> [Textauszug]
/---
1912 wurde er Konzertleiter des Kursaals im waadtländischen Montreux. Durch seinen Freund Charles Ramuz lernte er Igor Strawinski kennen, der damals bei Montreux in Clarens lebte. Hier erlebte er die Entstehung einiger Kompositionen hautnah. Es entwickelte sich eine tiefgreifende Künstlerfreundschaft.
1915 begegnete er in Genf Sergei Pawlowitsch Djagilew, der ihn zum Dirigenten der «Ballets Russes» machte. Bei einer Gala für das Rote Kreuz dirigierte Ansermet zum ersten Mal Soleil de nuit von Nikolai Rimski-Korsakow in der Choreographie von Léonide Massine. 1916 begleitete er das Ballett auf dessen Tournee durch die USA.[1] 1917 brachte er in Zusammenarbeit mit Pablo Picasso, Jean Cocteau und Léonide Massine das Ballett Parade von Erik Satie zur Uraufführung. In den folgenden Jahren dirigierte Ansermet zahlreiche Erstaufführungen der Werke von Strawinski, so im Jahr 1918 L’Histoire du Soldat, 1920 The Song of the Nightingale und Pulcinella, 1922 Bajka und 1923 Svadebka sowie Capriccio for piano and orchestra (1929) und Mass (1948). Neben den Kompositionen von Strawinski brachte er auch Erstaufführungen vieler anderer Komponisten auf die Bühne, so Eric Saties Parade (1917), Le tricorne von Manuel de Falla (1919) oder Sergei Prokofievs Chout (1923).
Das alles war ihm möglich, weil er drei Orchester zur gleichen Zeit leitete: das der «Ballets Russes», das Orchestre Romand (O.R.), das er 1918 gegründet hatte, sowie das Argentinische National-Orchester (Orquesta Sinfónica Argentina) in Buenos Aires, das er 1922 in Zusammenarbeit mit der dortigen Wagner-Gesellschaft gegründet hatte. Zehn Jahre lang verbrachte er die Wintermonate in Genf und die Sommer in Argentinien.[2]
Zusammen mit Walter Schulthess gründete Ansermet 1938 das Lucerne Festival[3] und mit Unterstützung des Schweizer Radios gründete er 1940 das Orchestre de la Suisse romande (OSR)[4], das eng mit seinem Namen verbunden ist und das er bis 1967 leitete. Auch hier unterstützte er besonders die Werke der Schweizer Komponisten Arthur Honegger und Frank Martin durch Erstaufführungen. Zu den von ihm erstmals aufgeführten Werken gehören Honeggers Horace victorieux (1921), Chant de joie (1923), Rugby (1928) und Pacific 231 (1923), das ihm gewidmet war, sowie Frank Martins Symphonie (1938), In terra pax (1945), Der Sturm (1956), Le mystère de la Nativité (1959), Monsieur de Pourceaugnac (1963) und Les Quatre Éléments, welches wiederum ihm gewidmet war. Weitere wichtige Premieren waren Benjamin Brittens The Rape of Lucretia (1946) und Cantata misericordium (1963).
\---
> [Quellenauszug]
/---
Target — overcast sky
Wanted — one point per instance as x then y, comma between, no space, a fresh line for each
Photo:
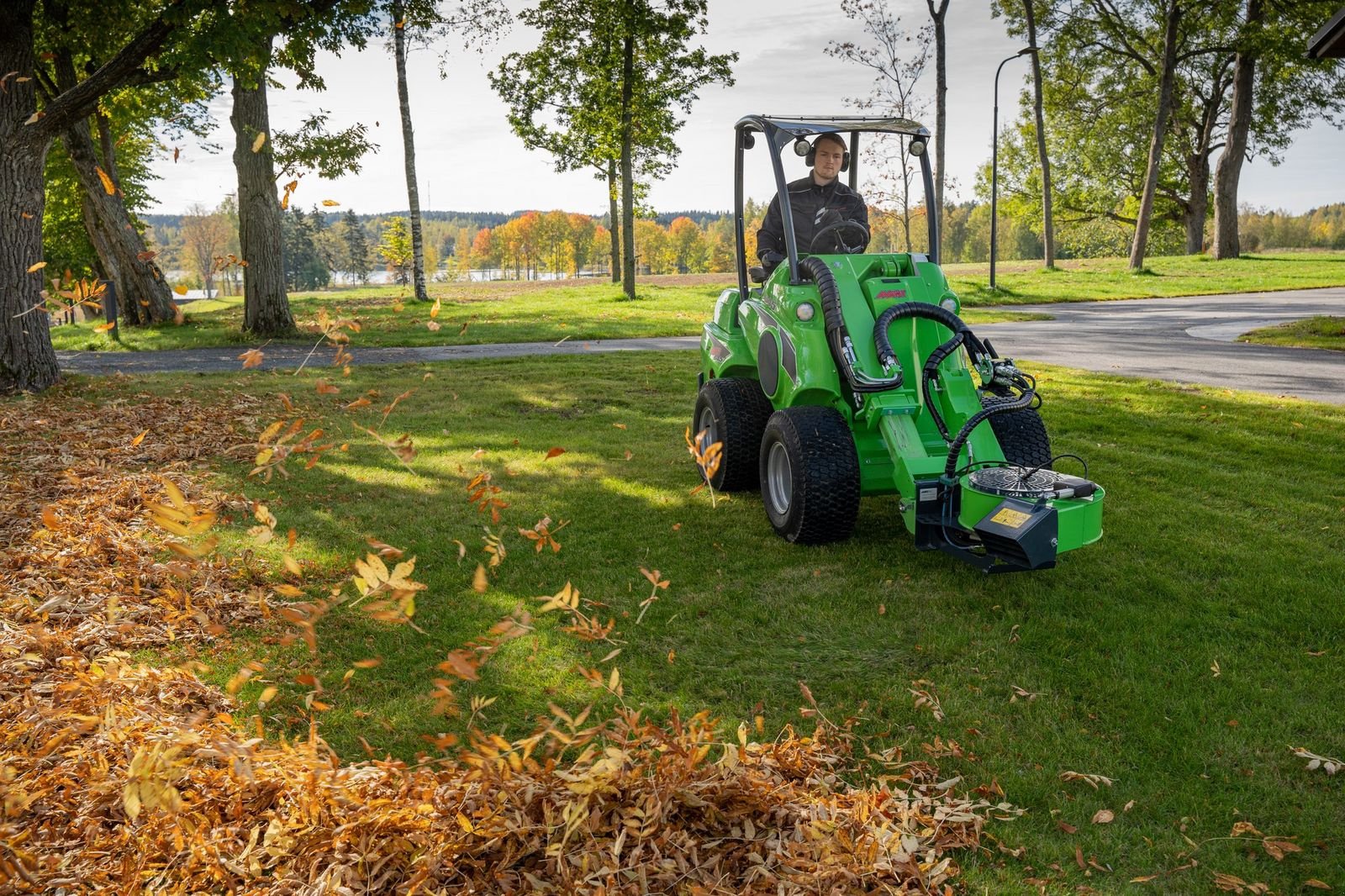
\---
> [Lernziele]
[1] Gib aus dem Text über Ansermet den Abschnitt wortgetreu wieder, der mit den Worten „1912 wurde er“ beginnt und mit „eine tiefgreifende Künstlerfreundschaft.“ endet.
[2] Fasse den Text über Ansermet in zwei Sätzen zusammen.
[3] Schreibe den Text über Ansermet im Anschluss an seinen letzten Satz mit einem weiteren Absatz fort.
Für die Bearbeitung sind die Daten ohne Bedeutung.

> [Erwartete Lösungen]
[1]
1912 wurde er Konzertleiter des Kursaals im waadtländischen Montreux. Durch seinen Freund Charles Ramuz lernte er Igor Strawinski kennen, der damals bei Montreux in Clarens lebte. Hier erlebte er die Entstehung einiger Kompositionen hautnah. Es entwickelte sich eine tiefgreifende Künstlerfreundschaft.

[2] Ansermet wurde 1912 Konzertleiter in Montreux, lernte dort Strawinski kennen und dirigierte ab 1915 die «Ballets Russes», wobei er zahlreiche Werke Strawinskis und anderer Komponisten erstmals aufführte. Er leitete zeitweise drei Orchester gleichzeitig, gründete 1938 mit Walter Schulthess das Lucerne Festival sowie 1940 das Orchestre de la Suisse romande, das er bis 1967 leitete, und führte unter anderem Werke von Honegger und Martin erstmals auf.

[3]
Nach dem Zweiten Weltkrieg wurden Ansermet und sein Orchester international bekannt durch einen langfristigen Vertrag mit Decca Records. Die erste kommerzielle Stereo-Aufnahme Europas wurde im Mai 1954 von Ernest Ansermet dirigiert. Es folgten im selben Jahr Aufzeichnungen von Auszügen der Ballettmusiken zu Dornröschen, Der Nussknacker und Schwanensee von Pjotr Iljitsch Tschaikowski, die vom Covent-Garden-Orchester in London eingespielt wurden. Zu den ersten Stereo-Aufnahmen gehörte auch die vollständige Musik des Balletts Der Nussknacker, die auf Stereo-Langspielschallplatten von Decca und später von Telefunken produziert wurde. Ansermet hat früh begriffen, wie wichtig die Aufnahmetätigkeiten für das Radio und auf Schallplatte sind. Die Übertragung der Radiokonzerte, der sogenannten «Mercredis symphoniques», waren manchmal die Proben vor Plattenaufnahmen. Decca hatte in der Victoria Hall in Genf ein Tonstudio eingerichtet; alle Aufnahmen mit dem OSR sind dort entstanden. Auf dem Markt waren allein von Decca 314 Werke mit Ansermet zu finden. In den Archiven des «Radio de la Suisse Romande» befinden sich 672 Bänder mit Konzerten von Ernest Ansermet.[5] Häufig ging Ansermet mit seinem Orchester in europäischen Metropolen wie London und Paris, aber auch in den USA und der UdSSR auf Tournee.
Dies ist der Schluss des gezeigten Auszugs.